[Opening The data section]

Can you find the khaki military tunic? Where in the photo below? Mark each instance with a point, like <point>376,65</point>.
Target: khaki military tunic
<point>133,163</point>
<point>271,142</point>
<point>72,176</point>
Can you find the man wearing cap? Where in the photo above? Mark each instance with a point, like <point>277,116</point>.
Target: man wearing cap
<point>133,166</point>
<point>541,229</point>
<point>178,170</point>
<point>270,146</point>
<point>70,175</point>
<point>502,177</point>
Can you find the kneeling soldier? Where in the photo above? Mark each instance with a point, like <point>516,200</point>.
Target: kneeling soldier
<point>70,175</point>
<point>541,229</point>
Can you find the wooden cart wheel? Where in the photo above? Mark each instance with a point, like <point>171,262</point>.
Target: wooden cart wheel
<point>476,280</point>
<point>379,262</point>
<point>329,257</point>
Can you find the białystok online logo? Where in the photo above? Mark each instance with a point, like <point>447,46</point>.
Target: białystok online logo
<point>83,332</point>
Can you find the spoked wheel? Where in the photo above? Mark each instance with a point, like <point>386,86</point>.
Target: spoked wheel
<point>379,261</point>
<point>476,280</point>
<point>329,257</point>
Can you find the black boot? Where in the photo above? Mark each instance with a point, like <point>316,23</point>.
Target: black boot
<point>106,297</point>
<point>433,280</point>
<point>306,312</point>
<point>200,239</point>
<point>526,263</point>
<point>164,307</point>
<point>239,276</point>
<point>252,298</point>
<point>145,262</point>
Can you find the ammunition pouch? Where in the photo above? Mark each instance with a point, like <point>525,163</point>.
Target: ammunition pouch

[Closing The data section]

> [Activity]
Retype the records above exactly, from their first line through the line that contains "Can you find the kneeling", and stop there.

> [Result of this exercise]
Can you find the khaki military tunic? Where in the photo below? Mark each instance with a point, like <point>376,65</point>.
Target: khaki military tunic
<point>133,163</point>
<point>271,142</point>
<point>72,176</point>
Can you find the man wearing cap? Where in the photo above? Mark each instance with a point, like <point>277,116</point>.
Target: man wearing cap
<point>133,166</point>
<point>541,229</point>
<point>178,170</point>
<point>270,146</point>
<point>70,175</point>
<point>502,177</point>
Can you find the kneeling soldier? Where in the photo above? Mark each instance with a point, like <point>516,200</point>.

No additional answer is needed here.